**Documento de origem**
——
Pela quarta vez em três anos anos, a prefeitura de Piraquara, na Região Metropolitana de Curitiba, tenta sem sucesso preencher vagas para médicos. Entre 2018 e 2019, dois processos emergenciais de seleção foram lançados para temporários e, mesmo assim, a demanda não foi suprida. A situação se agravou depois que o município perdeu 16 médicos do Programa Mais Médicos. O déficit é semelhante em outras prefeituras da Grande Curitiba. Elas alegam que a mudança fez com que os cofres municipais fossem demandados para arcar com o pagamento de médicos próprios, enquanto os profissionais do programa eram pagos pelo governo federal.

Além dos cubanos que foram embora após desacordo entre o governo Jair Bolsonaro e governo de Cuba, os outros, na maioria brasileiros, deixaram o programa para tentar vagas consideradas melhores que estavam previstas nos editais extraordinários do Mais Médicos lançado no fim do ano passado e início deste ano. Com isso, as 11 unidades básicas de saúde de Piraquara ficaram desfalcadas. No último processo seletivo, segundo a prefeitura de Piraquara, os cinco médicos aprovados que chegaram a tomar posse pediram exoneração em menos de seis meses.
——
**Ações necessárias**
[a] Devolva, sem alterações, o trecho do texto sobre a falta de médicos em Piraquara que começa em "Além dos cubanos" e termina em "de seis meses.".
[b] Segundo o texto sobre a falta de médicos em Piraquara, quantos médicos do Programa Mais Médicos o município perdeu?
——
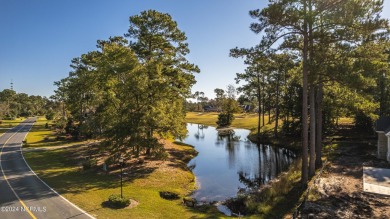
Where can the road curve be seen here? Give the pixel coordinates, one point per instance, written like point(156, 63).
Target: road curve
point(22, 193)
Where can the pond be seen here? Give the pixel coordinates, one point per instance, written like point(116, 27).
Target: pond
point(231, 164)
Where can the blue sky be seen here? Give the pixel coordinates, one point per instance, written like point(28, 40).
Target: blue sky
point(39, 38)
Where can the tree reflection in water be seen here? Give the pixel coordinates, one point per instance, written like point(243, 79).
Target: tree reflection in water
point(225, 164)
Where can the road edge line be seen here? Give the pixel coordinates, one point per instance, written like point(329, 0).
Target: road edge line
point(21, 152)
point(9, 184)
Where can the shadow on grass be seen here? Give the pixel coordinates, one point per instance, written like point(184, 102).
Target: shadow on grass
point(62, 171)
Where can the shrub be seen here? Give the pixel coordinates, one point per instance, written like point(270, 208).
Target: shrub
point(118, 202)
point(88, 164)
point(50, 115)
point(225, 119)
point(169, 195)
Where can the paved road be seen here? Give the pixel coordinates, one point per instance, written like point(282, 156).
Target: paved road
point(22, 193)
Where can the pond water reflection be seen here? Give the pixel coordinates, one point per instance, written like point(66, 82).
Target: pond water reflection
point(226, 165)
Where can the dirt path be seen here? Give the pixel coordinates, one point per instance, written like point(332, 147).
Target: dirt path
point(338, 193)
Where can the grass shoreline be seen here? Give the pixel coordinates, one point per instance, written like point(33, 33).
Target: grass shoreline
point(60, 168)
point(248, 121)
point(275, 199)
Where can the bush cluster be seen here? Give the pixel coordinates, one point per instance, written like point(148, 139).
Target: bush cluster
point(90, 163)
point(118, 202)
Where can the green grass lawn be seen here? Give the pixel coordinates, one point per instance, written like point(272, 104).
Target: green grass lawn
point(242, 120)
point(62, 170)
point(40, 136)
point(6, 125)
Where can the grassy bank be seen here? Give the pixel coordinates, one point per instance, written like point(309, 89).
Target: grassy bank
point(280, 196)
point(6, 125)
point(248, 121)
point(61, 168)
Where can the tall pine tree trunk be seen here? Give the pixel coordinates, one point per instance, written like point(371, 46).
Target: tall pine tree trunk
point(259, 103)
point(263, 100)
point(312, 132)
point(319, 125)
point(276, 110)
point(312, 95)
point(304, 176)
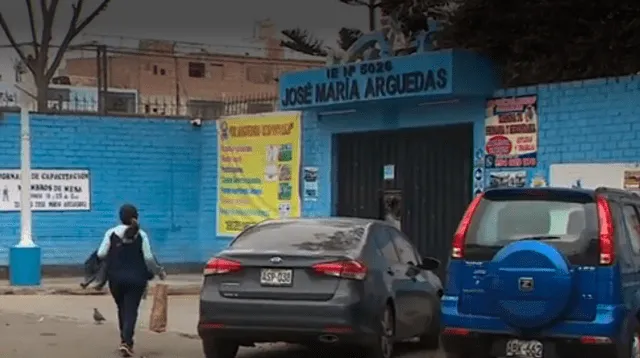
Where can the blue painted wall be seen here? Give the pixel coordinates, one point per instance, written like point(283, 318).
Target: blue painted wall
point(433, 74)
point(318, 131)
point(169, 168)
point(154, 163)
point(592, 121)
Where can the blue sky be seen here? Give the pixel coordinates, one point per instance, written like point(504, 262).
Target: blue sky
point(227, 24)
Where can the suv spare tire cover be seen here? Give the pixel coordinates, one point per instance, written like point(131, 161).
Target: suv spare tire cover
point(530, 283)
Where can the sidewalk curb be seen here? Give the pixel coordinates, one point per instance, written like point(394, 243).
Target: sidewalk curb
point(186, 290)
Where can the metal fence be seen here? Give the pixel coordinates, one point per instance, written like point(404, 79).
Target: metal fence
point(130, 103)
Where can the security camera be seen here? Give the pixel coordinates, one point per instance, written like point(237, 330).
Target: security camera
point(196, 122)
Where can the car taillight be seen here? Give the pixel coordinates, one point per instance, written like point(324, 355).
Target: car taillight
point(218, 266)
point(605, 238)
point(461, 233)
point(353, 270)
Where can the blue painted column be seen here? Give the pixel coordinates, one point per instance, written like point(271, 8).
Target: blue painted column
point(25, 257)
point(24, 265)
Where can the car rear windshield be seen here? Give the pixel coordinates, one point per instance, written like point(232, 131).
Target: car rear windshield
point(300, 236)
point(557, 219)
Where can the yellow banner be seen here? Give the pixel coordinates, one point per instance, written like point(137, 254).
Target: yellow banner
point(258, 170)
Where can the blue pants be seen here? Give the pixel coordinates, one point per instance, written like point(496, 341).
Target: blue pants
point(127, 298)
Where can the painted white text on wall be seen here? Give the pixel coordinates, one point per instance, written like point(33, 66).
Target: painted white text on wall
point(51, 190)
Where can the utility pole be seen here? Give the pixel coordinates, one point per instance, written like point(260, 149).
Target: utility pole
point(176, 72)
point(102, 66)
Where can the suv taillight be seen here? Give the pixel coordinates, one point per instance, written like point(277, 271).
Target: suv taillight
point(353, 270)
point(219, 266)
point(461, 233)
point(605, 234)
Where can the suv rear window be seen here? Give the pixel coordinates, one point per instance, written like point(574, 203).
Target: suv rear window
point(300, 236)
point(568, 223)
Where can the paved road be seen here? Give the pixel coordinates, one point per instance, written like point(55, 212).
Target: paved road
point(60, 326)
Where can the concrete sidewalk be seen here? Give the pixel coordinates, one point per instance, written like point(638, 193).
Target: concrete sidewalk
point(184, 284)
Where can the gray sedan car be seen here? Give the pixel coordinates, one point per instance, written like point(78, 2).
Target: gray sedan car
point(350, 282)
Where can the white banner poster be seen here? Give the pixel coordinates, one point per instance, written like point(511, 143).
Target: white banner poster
——
**Soluções do exercício**
[a]
Além dos cubanos que foram embora após desacordo entre o governo Jair Bolsonaro e governo de Cuba, os outros, na maioria brasileiros, deixaram o programa para tentar vagas consideradas melhores que estavam previstas nos editais extraordinários do Mais Médicos lançado no fim do ano passado e início deste ano. Com isso, as 11 unidades básicas de saúde de Piraquara ficaram desfalcadas. No último processo seletivo, segundo a prefeitura de Piraquara, os cinco médicos aprovados que chegaram a tomar posse pediram exoneração em menos de seis meses.

[b] 16 médicos.